# [Written request A]
Rewrite the passage of the forum thread on a rider running backwards, starting at "A Guy Brought" and ending at "but funny story.", with "Vega" changed to "Pinto".

# Just When You Thought You Seen It All



## doctorslotcar (Jul 25, 2004)

A Guy Brought His Rider To My Shop Yesterday.when He Put It In Forward It Went In Reverse And Vice-versa. Come To Find Out She Was Running Backwards.my Buddy Had An Old Vega That You Could Turn Off And Upon Back-fire Turn The Key Back On And It Would Start Up Backwards.in Pulling The Flywheel Off One Could See The Key In A Different Position Than Normal.i Popped In A New Key And He Left A Happy Customer.anyone Else Ever Seen A Briggs Run Backward Like This???


----------



## bugman (Aug 12, 2004)

nope but funny story.


----------



## David Washburn (Aug 26, 2004)

wow that is really wierd


----------



## Smalblok355 (Oct 22, 2004)

i had seen something like this on a craftsmen garden tractor.right out of the shipping crat the shift linkage was hooked up backwards so when you would put it in first gear your were in 6th and and neutral was reverse.it was funny.and still is........lol


----------



## Scott15 (Nov 11, 2004)

That's the stupidest thing I ever heard!


----------



## Redline Tech (Nov 6, 2004)

That is pretty wierd, but what really baffles me is the reverse-capitalization thing. Must take some practice!


----------



## bbnissan (Nov 7, 2004)

I've seen several 2 cycle engines run backwards before...mostly old poulan chainsaws and homelite trimmers. However, I have never seen a 4 cycle engine run backwards.


----------



## roperdude91 (Nov 10, 2004)

i somehow made a raftsman run backwards today, i held the self propel and fly. brake levers down and ran akcwards just for kicks, when it started sputtering i let off the self propell and let it run, i sqeezed the lever a little and it started going towards me


----------



## bugman (Aug 12, 2004)

# [Written request B]
Put every line of the listing that follows this thread into a JSON list of strings, one string per line, skipping blank lines and leaving the pictures out.

# [Data provided]
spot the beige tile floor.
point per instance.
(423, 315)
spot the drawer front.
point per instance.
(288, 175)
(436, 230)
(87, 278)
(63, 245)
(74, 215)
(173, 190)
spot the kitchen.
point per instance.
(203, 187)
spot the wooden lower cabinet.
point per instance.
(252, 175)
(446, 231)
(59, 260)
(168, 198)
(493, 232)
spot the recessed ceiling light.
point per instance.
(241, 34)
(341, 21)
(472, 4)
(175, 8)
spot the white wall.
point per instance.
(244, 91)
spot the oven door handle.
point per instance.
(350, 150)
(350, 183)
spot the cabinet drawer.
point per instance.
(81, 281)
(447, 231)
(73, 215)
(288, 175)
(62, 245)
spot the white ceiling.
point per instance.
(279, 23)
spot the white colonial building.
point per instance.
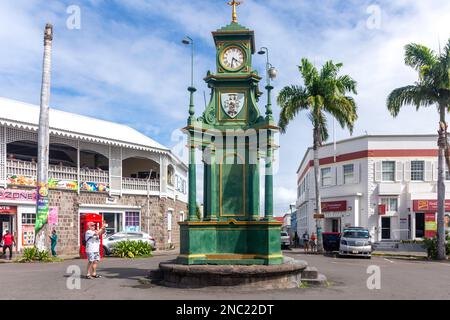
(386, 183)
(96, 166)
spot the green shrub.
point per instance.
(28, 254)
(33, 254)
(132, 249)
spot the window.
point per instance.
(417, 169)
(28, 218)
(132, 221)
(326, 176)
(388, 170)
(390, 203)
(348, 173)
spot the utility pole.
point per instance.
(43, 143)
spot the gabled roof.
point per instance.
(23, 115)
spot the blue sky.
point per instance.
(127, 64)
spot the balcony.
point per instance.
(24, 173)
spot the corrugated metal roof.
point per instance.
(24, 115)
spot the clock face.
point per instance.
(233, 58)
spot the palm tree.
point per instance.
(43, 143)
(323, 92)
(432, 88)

# [Answer A]
A Guy Brought His Rider To My Shop Yesterday.when He Put It In Forward It Went In Reverse And Vice-versa. Come To Find Out She Was Running Backwards.my Buddy Had An Old Pinto That You Could Turn Off And Upon Back-fire Turn The Key Back On And It Would Start Up Backwards.in Pulling The Flywheel Off One Could See The Key In A Different Position Than Normal.i Popped In A New Key And He Left A Happy Customer.anyone Else Ever Seen A Briggs Run Backward Like This???


----------



## bugman (Aug 12, 2004)

nope but funny story.

# [Answer B]
[
  "spot the beige tile floor.",
  "point per instance.",
  "(423, 315)",
  "spot the drawer front.",
  "point per instance.",
  "(288, 175)",
  "(436, 230)",
  "(87, 278)",
  "(63, 245)",
  "(74, 215)",
  "(173, 190)",
  "spot the kitchen.",
  "point per instance.",
  "(203, 187)",
  "spot the wooden lower cabinet.",
  "point per instance.",
  "(252, 175)",
  "(446, 231)",
  "(59, 260)",
  "(168, 198)",
  "(493, 232)",
  "spot the recessed ceiling light.",
  "point per instance.",
  "(241, 34)",
  "(341, 21)",
  "(472, 4)",
  "(175, 8)",
  "spot the white wall.",
  "point per instance.",
  "(244, 91)",
  "spot the oven door handle.",
  "point per instance.",
  "(350, 150)",
  "(350, 183)",
  "spot the cabinet drawer.",
  "point per instance.",
  "(81, 281)",
  "(447, 231)",
  "(73, 215)",
  "(288, 175)",
  "(62, 245)",
  "spot the white ceiling.",
  "point per instance.",
  "(279, 23)",
  "spot the white colonial building.",
  "point per instance.",
  "(386, 183)",
  "(96, 166)",
  "spot the green shrub.",
  "point per instance.",
  "(28, 254)",
  "(33, 254)",
  "(132, 249)",
  "spot the window.",
  "point per instance.",
  "(417, 169)",
  "(28, 218)",
  "(132, 221)",
  "(326, 176)",
  "(388, 170)",
  "(390, 203)",
  "(348, 173)",
  "spot the utility pole.",
  "point per instance.",
  "(43, 143)",
  "spot the gabled roof.",
  "point per instance.",
  "(23, 115)",
  "spot the blue sky.",
  "point per instance.",
  "(127, 64)",
  "spot the balcony.",
  "point per instance.",
  "(24, 173)",
  "spot the corrugated metal roof.",
  "point per instance.",
  "(24, 115)",
  "spot the clock face.",
  "point per instance.",
  "(233, 58)",
  "spot the palm tree.",
  "point per instance.",
  "(43, 143)",
  "(323, 92)",
  "(432, 88)"
]